Prompt 1: Show every line in the listing below that contains the string "deck". Case counts.

Passage:
+++++
NYIT has received 10,010 first-year applications from prospective undergraduate students for the Class of 2020, representing the largest application pool in the university’s history. The total number of applicants (as of May 15, 2016) is nearly 15 percent higher than the pool of applicants for the Class of 2019.
According to the Office of Enrollment Services, this first-year applicant pool is one of the most globally dispersed; applicants represent 112 countries and 48 of the 50 United States. “Going forward, we hope that interest from students in North Dakota and South Dakota will help us hit all 50 states,” said Dean of Admissions and Financial Aid Karen Vahey.
Vahey added that this pool of first-year applicants is the strongest group academically that NYIT has seen and is more evenly divided between female (46 percent) and male (54 percent) applicants. (The pools from the last two years had more male applicants: 60 percent for the Class of 2018 and 58 percent for the Class of 2019.)
+++++
Data excerpts:

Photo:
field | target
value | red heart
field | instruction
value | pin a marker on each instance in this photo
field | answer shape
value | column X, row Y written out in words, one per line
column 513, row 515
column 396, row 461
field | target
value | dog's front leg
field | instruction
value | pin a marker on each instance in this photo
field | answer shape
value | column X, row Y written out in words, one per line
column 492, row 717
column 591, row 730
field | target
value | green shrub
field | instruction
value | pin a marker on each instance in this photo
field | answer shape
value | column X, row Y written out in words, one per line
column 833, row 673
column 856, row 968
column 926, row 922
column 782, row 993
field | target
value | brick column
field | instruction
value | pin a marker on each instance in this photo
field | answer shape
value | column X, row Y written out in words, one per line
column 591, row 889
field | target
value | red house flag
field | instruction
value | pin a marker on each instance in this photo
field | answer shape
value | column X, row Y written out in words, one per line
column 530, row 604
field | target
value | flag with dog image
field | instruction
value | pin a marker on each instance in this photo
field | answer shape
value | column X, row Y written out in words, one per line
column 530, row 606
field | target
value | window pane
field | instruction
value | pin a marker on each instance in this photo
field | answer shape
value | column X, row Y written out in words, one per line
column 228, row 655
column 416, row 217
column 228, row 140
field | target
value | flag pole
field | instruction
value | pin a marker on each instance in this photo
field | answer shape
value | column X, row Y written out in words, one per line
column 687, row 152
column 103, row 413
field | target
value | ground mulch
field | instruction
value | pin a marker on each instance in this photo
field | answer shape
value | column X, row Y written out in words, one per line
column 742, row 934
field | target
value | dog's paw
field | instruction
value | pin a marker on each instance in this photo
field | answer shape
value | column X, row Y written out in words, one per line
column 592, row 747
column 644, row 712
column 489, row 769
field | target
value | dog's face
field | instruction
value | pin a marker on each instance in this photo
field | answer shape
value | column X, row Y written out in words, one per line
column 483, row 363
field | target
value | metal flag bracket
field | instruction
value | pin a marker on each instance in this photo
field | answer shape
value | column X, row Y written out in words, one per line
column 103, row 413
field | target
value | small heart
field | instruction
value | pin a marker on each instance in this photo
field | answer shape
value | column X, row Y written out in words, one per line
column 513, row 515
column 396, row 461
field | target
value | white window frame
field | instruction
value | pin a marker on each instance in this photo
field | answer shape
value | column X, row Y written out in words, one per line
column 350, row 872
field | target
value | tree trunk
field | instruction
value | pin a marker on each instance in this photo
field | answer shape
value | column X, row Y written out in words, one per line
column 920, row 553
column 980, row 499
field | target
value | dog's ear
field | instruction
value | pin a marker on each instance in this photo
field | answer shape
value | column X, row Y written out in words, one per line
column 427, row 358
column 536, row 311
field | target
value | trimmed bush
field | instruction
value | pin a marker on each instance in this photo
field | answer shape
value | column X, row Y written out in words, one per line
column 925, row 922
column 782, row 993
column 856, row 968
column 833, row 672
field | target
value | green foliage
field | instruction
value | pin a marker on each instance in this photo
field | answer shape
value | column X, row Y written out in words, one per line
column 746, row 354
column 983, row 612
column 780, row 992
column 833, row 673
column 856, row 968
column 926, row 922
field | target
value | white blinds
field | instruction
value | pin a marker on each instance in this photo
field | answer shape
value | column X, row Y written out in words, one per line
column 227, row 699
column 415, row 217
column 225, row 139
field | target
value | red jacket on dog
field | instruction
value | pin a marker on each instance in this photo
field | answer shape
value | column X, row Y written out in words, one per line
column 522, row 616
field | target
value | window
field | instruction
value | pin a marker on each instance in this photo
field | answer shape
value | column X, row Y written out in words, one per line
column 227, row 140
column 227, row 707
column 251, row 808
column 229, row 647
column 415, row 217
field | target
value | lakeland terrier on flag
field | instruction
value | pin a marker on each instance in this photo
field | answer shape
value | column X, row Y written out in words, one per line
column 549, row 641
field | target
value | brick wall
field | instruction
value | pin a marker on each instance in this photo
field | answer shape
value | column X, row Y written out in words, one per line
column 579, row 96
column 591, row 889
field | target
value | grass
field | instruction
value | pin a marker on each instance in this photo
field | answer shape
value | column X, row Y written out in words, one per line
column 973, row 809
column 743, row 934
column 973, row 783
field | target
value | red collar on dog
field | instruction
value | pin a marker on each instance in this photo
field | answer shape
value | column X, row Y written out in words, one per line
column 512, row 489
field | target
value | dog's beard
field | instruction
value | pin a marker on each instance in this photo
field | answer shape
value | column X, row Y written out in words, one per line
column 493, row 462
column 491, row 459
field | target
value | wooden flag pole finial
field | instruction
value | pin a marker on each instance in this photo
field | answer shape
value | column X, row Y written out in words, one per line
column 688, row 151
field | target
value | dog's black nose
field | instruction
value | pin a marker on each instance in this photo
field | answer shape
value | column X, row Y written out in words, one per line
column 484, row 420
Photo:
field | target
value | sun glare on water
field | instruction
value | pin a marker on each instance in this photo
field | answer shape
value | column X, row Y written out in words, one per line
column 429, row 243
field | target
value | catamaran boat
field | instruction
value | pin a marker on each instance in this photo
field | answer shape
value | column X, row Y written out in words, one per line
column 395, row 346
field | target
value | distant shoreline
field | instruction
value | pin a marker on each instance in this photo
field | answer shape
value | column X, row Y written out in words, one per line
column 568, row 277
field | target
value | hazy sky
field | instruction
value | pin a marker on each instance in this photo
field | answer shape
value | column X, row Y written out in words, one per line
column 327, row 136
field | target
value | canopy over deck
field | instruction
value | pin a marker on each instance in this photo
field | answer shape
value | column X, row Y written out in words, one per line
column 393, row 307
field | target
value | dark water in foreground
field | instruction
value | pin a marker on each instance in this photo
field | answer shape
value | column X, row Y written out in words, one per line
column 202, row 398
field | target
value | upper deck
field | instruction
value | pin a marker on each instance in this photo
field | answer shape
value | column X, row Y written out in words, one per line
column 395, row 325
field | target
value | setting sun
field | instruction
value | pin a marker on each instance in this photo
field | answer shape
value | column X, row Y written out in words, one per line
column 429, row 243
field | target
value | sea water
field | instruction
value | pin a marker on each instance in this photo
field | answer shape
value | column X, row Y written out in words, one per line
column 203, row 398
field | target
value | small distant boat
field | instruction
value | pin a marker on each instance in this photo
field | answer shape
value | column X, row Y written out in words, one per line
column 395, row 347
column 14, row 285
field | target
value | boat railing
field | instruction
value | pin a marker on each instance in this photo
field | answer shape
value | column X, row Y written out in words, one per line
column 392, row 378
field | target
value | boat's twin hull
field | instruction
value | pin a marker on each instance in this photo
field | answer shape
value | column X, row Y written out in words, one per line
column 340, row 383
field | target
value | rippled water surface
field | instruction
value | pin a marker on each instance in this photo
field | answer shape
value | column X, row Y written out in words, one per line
+++++
Prompt 2: According to the admissions article, how many countries do the first-year applicants for the Class of 2020 represent?

Task output 1:
value | canopy over deck
value | upper deck

Task output 2: 112 countries.